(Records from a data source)
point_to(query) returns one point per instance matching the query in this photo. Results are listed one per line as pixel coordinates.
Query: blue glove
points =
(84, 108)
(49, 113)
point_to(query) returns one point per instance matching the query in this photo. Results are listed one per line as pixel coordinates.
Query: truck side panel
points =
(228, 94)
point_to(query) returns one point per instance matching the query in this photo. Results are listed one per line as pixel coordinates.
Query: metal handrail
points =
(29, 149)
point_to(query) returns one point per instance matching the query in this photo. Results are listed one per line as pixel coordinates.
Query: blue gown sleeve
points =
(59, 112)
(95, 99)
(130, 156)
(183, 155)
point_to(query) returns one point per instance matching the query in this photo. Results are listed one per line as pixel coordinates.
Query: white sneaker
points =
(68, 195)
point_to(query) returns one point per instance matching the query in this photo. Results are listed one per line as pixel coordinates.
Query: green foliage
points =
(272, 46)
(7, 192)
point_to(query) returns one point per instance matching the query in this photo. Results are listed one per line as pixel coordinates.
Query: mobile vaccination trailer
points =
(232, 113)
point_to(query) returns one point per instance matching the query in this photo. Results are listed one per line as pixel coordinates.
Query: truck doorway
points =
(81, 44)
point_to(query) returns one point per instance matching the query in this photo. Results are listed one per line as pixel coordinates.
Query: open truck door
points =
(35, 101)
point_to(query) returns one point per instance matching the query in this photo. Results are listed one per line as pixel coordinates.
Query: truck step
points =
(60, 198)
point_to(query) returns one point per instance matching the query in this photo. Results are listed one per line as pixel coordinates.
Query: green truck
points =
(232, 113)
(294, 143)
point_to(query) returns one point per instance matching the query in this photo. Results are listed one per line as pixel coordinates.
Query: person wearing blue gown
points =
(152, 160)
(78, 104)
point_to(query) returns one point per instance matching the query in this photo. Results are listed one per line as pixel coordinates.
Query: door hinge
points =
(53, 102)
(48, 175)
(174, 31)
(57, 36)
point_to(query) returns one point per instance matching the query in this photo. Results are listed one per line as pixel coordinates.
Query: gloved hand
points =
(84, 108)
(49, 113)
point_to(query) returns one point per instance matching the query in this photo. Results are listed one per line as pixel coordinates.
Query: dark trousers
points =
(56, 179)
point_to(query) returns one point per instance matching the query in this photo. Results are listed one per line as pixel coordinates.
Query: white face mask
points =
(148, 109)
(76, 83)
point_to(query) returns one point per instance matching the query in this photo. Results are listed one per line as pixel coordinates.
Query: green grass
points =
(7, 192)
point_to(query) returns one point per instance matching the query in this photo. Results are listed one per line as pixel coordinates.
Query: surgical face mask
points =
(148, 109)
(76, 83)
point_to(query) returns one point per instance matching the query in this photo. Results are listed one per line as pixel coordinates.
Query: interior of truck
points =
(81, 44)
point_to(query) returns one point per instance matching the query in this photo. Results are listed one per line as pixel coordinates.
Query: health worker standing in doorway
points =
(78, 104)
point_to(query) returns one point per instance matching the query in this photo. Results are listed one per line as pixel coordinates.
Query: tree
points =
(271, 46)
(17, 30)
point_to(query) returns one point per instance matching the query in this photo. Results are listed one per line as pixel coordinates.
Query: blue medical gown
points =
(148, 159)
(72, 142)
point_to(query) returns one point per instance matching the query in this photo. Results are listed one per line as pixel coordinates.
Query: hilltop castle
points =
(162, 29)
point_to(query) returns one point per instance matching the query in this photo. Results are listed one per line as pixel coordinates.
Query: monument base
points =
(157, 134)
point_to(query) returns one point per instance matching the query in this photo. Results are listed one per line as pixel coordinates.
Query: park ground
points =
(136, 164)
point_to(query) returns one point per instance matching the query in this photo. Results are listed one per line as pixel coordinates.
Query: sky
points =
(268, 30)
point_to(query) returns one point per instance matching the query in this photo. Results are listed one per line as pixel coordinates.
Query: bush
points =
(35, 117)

_Problem requirements_
State how many lines of the entries include the string "mask", with nothing besides the number.

_Expected output_
2